-- start TEXT EXTRACT --
A palette of warm off-whites introduced natural softness, while black accents created contrast and confidence. Typography combined restraint with character, pairing clean layouts with an expressive serif inspired by editorial design and botanical forms.
The result feels informed by both horticulture and high-end design culture.
Before the website launched, we introduced the brand physically. A limited-edition teaser poster was mailed to leading garden designers across the UK.
The image was a macro photograph of a seed against a white background. It was deliberately restrained: botanical, graphic, and quietly symbolic.
The piece was designed to feel collectible rather than promotional. Weight, finish, and material quality all reinforced the positioning of the brand before recipients had even visited the website.
The website was designed to communicate expertise as much as imagery. Projects are framed through context: the design brief, environmental conditions, collaboration process, and technical challenges behind the final photographs. Rather than encouraging users to endlessly scroll, the experience slows them down and invites closer attention.
This allowed us to support Alister’s instinct for curation while giving the overall body of work greater cumulative impact. The outcome is a portfolio that behaves less like an archive and more like a point of view.
The launch campaign generated immediate traction within the garden design community and significantly expanded Alister’s enquiry pipeline ahead of the full site release. His audience on Instagram grew beyond 12,500 engaged followers, while conversations with leading designers accelerated rapidly following the print campaign.
The project has since evolved into broader strategic discussions around a collaborative service offering for landscape designers — combining photography, branding, digital, and print into a more integrated creative partnership.
This project reflects a broader shift happening across creative industries. As AI-generated imagery and content become increasingly common, technical output alone becomes less valuable. What clients increasingly seek is evidence of taste, experience, judgment, and human perspective.
For Alister, the most important differentiator was never simply the photographs themselves. It was the expertise behind them: two decades of observation, technical discipline, horticultural understanding, and the ability to recognise atmosphere when it appears — often briefly and unpredictably.
That level of sensitivity cannot be automated. But it can be positioned clearly.
-- end TEXT EXTRACT --
§ **WRITTEN EXERCISE A**: According to the case study, what elements provide context for the projects on the website? List them all.
-- start RECORDS PROVIDED --
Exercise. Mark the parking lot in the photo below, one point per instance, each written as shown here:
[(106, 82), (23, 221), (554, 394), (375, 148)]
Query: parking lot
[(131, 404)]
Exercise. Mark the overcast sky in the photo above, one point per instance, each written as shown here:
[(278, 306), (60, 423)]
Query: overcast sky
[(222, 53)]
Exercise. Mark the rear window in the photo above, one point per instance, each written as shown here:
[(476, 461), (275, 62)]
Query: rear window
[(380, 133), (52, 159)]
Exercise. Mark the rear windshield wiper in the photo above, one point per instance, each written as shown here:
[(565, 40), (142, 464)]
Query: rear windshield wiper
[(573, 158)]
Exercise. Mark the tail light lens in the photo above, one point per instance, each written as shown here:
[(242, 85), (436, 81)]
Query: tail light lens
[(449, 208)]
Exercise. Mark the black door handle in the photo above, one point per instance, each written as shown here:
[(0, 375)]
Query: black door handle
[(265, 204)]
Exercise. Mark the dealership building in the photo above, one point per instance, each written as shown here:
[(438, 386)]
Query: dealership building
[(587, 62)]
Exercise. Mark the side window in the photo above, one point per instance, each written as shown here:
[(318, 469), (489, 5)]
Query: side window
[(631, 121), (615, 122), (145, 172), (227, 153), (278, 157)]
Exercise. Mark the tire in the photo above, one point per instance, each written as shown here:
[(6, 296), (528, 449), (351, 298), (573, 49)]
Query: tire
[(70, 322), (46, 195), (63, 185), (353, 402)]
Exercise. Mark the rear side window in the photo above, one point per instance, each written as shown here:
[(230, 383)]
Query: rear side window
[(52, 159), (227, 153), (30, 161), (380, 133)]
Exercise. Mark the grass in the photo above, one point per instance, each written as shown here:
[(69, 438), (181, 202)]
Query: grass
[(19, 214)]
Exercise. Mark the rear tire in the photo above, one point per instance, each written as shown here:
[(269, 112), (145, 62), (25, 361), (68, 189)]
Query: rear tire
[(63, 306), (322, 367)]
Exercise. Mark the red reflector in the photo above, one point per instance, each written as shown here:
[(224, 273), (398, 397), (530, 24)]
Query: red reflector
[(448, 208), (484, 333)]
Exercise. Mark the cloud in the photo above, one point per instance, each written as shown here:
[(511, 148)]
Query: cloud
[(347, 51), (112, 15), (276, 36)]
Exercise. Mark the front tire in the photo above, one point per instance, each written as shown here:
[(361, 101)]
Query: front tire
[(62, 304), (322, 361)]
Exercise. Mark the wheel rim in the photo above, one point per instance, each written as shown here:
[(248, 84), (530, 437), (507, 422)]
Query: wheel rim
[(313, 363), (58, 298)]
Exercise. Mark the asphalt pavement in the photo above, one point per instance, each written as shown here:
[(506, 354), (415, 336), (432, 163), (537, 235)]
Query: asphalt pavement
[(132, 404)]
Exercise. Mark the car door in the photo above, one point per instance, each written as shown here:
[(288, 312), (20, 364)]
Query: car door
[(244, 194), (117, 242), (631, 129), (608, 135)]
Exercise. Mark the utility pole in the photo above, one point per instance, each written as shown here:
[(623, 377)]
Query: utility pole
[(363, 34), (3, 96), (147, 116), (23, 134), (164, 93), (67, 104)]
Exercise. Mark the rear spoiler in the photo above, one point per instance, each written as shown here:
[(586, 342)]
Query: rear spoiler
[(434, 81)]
-- end RECORDS PROVIDED --
§ **WRITTEN EXERCISE B**: Rewrite the records from their first line through the line containing "[(19, 214)]", changing "Query" to "Target" and leaving everything else as it is.

§ **FINAL ANSWER A**:
- The design brief
- Environmental conditions
- The collaboration process
- The technical challenges behind the final photographs

§ **FINAL ANSWER B**:
Exercise. Mark the parking lot in the photo below, one point per instance, each written as shown here:
[(106, 82), (23, 221), (554, 394), (375, 148)]
Target: parking lot
[(131, 404)]
Exercise. Mark the overcast sky in the photo above, one point per instance, each written as shown here:
[(278, 306), (60, 423)]
Target: overcast sky
[(222, 53)]
Exercise. Mark the rear window in the photo above, one point per instance, each written as shown here:
[(476, 461), (275, 62)]
Target: rear window
[(380, 133), (52, 159)]
Exercise. Mark the rear windshield wiper in the photo above, one point per instance, each written as shown here:
[(565, 40), (142, 464)]
Target: rear windshield wiper
[(573, 158)]
Exercise. Mark the tail light lens in the photo above, one point per instance, each written as shown here:
[(242, 85), (436, 81)]
Target: tail light lens
[(449, 208)]
Exercise. Mark the black door handle in the photo above, one point per instance, each written as shown here:
[(0, 375)]
Target: black door handle
[(265, 204)]
Exercise. Mark the dealership building in the photo above, one point per instance, each written as shown here:
[(438, 386)]
Target: dealership building
[(587, 62)]
Exercise. Mark the side window in the photo above, one point per instance, each written as shown here:
[(318, 469), (489, 5)]
Target: side window
[(631, 121), (615, 122), (145, 172), (227, 153), (278, 157)]
Exercise. Mark the tire in the photo above, one point per instance, each written as shown here:
[(6, 296), (528, 449), (351, 298), (573, 49)]
Target: tire
[(70, 322), (46, 195), (63, 185), (353, 402)]
Exercise. Mark the rear side window in the photo above, one point per instance, each written as shown here:
[(230, 383)]
Target: rear side window
[(52, 159), (227, 153), (30, 161), (380, 133)]
Exercise. Mark the grass in the photo above, one point per instance, each written as shown here:
[(69, 438), (181, 202)]
Target: grass
[(19, 214)]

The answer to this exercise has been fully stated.